» EXERCISE GOAL
Convert the lines between the one holding "Annotate the flooded" and the one holding "<point>274,132</point>", inclusive, into a two-column CSV with the headers instruction and response. Give one row for each instruction with its response, each in a single quoted field with line breaks replaced by spaces.

====== ENTRIES PROVIDED

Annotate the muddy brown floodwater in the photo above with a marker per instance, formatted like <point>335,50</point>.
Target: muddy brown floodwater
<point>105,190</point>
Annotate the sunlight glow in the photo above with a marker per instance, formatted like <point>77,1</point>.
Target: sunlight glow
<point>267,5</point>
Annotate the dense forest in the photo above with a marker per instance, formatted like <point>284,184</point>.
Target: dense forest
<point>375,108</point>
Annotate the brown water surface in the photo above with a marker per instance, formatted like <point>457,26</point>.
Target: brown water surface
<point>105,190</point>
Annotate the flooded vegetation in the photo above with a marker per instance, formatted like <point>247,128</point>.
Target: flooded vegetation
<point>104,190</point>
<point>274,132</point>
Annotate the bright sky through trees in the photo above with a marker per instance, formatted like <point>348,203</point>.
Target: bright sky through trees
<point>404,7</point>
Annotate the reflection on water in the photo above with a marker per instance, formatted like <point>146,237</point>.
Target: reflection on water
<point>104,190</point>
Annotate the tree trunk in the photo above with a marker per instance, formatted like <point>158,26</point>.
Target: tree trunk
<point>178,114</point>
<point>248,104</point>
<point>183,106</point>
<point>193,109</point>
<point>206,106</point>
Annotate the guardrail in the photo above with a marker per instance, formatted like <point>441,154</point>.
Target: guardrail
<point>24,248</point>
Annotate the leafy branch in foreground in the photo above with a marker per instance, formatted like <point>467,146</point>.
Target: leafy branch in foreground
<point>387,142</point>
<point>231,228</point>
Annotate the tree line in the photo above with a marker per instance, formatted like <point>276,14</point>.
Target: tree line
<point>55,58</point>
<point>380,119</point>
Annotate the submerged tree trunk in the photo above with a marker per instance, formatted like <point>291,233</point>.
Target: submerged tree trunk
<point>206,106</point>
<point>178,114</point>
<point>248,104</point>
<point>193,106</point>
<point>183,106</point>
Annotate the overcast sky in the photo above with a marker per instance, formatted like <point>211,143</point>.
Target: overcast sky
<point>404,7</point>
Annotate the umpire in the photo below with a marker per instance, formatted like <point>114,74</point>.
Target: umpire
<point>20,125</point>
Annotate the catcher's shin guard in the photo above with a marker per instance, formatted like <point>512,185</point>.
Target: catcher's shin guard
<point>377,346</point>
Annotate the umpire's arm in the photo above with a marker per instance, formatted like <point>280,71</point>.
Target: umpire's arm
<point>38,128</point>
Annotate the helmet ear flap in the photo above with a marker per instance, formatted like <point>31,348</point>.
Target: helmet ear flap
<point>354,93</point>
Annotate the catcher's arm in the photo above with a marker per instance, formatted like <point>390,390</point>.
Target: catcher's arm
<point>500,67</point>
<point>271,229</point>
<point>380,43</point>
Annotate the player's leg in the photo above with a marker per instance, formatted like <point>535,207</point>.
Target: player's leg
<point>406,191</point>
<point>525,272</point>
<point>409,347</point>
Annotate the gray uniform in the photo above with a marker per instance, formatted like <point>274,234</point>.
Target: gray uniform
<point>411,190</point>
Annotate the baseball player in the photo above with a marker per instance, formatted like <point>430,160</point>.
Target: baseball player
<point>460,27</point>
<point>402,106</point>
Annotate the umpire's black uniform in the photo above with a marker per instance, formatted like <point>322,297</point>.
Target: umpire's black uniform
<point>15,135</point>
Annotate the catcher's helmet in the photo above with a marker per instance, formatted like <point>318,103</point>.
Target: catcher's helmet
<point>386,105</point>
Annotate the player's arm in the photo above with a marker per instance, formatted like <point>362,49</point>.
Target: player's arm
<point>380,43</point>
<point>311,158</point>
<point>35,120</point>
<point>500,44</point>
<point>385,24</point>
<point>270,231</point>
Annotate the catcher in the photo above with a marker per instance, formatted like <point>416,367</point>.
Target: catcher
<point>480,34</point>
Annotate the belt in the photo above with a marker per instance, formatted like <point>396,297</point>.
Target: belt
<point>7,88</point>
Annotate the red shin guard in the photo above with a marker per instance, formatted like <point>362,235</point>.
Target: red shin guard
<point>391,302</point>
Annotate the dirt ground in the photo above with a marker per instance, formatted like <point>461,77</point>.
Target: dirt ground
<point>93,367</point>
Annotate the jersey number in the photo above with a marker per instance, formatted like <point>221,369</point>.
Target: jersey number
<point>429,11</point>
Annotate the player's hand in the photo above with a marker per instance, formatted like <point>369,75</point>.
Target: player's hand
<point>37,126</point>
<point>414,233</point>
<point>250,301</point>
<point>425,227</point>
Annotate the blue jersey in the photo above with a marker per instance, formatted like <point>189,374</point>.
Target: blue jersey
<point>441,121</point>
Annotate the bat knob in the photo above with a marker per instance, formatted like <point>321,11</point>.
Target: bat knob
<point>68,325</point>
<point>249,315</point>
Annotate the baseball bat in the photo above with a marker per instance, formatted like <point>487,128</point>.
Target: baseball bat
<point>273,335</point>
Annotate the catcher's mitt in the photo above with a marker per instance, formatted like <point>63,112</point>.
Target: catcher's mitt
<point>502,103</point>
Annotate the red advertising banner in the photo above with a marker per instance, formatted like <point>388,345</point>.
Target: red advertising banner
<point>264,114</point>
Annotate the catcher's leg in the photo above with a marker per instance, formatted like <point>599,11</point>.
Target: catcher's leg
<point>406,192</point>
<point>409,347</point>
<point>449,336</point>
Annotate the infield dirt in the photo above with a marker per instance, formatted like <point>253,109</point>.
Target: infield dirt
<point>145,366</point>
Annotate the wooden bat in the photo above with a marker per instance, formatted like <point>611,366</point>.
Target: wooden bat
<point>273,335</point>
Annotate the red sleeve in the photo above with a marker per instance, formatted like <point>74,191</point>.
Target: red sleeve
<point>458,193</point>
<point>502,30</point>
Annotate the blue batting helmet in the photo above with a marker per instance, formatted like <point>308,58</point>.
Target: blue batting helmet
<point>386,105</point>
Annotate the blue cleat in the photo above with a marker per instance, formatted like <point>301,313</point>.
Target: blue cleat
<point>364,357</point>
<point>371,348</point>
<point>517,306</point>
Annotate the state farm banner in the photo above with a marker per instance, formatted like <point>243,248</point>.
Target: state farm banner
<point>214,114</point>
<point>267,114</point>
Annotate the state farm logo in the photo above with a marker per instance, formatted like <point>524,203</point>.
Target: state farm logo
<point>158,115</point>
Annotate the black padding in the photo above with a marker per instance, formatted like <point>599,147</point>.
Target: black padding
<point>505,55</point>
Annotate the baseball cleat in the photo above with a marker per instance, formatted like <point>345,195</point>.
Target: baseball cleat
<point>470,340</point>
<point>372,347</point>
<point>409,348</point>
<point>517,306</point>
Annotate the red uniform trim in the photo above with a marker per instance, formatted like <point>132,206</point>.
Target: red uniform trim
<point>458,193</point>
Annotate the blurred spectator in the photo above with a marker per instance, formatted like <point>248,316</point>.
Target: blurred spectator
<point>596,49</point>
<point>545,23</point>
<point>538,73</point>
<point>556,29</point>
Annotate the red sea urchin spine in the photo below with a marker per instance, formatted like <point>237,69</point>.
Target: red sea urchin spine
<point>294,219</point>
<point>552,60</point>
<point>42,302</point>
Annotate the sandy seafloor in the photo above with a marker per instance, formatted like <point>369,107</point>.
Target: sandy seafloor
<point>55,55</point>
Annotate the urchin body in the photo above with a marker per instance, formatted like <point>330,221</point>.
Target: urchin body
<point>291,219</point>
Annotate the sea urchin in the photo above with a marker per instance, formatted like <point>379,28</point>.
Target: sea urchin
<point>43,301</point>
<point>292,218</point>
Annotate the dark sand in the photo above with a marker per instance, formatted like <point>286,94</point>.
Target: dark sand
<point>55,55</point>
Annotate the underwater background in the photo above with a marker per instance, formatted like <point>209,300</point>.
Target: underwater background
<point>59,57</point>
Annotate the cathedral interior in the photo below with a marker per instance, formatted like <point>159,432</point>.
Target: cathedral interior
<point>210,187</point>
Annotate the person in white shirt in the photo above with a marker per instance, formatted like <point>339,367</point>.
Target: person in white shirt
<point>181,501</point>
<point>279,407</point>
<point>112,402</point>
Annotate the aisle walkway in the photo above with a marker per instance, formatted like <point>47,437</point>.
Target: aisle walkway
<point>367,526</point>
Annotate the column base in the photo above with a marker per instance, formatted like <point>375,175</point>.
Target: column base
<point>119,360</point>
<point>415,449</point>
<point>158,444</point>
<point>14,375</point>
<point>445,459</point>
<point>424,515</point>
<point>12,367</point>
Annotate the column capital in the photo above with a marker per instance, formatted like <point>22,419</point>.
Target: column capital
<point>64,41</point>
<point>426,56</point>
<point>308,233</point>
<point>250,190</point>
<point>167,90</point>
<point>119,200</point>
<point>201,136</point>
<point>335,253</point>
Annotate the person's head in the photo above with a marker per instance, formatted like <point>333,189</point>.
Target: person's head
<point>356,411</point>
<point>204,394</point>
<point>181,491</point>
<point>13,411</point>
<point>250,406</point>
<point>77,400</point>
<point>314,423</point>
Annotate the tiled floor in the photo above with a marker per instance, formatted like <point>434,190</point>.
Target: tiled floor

============

» ANSWER TO THE PROBLEM
instruction,response
"Annotate the flooded vegetation in the photo above with a marker per instance, formatted like <point>247,128</point>. Target: flooded vegetation","<point>104,190</point> <point>274,132</point>"